§ Work to be completed:
From the forum discussion below, explain why one reply thinks the 27pF capacitor C1 may have been added to the circuit. Answer in one to three sentences.

§ Passage provided:
The circuit looks simple and straightforward and does a good job driving a 150:600 stepup transformer (represented in the schemo by the 150ohm load R).

What I wanna know is - what purpose does the 27pF capacitor C1 serve in the circuit? It seems to me it would hurt rather than help by making the IC drive a more capacitive load. But it must do something good or they wouldn't've put it in. What's goin' on here?

Have a good day :cool:
 
It's a bit odd. But emitter followers usually exhibit a bit of a negative input impedance at high frequencies, so it may have been determined empirically that it quelled ringing or oscillation. It is small enough that by itself it wouldn't get the 356 in trouble, at least.
 
> it must do something good or they wouldn't've put it in.

Don't bet on it.

Some designers are minimalists. Muntz would study the prototype TV sets his people built, then reach in with wire-cutters (live!) and cut a part out. If the TV kept working (it often did), the designer was scolded for wastefulness. But you find other "designs" with lots of excess parts. Commercial designs tend to have less of this, but sometimes you find 100pFd caps sprinkled like salt.

> making the IC drive a more capacitive load.

§ Entries supplied:
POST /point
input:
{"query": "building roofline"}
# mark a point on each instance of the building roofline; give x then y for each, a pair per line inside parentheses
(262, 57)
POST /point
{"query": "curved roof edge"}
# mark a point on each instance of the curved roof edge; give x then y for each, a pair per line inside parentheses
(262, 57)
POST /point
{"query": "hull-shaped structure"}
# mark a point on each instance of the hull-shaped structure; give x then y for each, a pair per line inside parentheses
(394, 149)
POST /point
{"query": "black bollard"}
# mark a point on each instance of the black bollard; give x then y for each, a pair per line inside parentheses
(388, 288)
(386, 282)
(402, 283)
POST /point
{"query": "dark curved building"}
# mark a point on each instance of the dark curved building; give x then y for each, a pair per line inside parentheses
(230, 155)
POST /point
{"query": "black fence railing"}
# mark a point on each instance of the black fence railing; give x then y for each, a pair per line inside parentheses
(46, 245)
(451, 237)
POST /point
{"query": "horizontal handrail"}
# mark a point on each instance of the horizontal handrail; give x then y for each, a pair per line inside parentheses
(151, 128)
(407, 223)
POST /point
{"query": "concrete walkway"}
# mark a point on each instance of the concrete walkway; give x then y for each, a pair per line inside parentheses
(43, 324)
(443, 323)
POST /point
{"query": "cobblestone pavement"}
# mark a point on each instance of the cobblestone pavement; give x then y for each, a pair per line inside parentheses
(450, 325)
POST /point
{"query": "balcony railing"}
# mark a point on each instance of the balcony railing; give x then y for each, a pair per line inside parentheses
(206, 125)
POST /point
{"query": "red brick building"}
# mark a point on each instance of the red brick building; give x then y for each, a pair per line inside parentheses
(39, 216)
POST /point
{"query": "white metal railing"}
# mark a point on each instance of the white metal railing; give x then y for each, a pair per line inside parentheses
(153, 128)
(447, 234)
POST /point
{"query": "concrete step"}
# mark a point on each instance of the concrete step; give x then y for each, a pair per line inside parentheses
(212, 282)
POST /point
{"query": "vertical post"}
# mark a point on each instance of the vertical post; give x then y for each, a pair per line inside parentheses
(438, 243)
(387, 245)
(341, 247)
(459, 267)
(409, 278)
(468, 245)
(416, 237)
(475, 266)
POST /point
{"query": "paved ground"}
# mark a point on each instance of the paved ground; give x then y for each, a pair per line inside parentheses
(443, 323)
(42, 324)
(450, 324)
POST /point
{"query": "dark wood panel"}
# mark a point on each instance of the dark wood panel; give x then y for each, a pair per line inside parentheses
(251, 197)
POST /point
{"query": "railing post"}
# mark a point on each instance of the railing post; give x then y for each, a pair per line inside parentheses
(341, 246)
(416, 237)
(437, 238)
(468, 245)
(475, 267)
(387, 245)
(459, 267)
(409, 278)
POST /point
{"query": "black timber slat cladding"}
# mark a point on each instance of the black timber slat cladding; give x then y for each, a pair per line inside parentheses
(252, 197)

§ Written reply:
Emitter followers usually show a slight negative input impedance at high frequencies, so the capacitor may have been found through testing to quell ringing or oscillation. The reply also notes that it is small enough not to get the 356 in trouble on its own.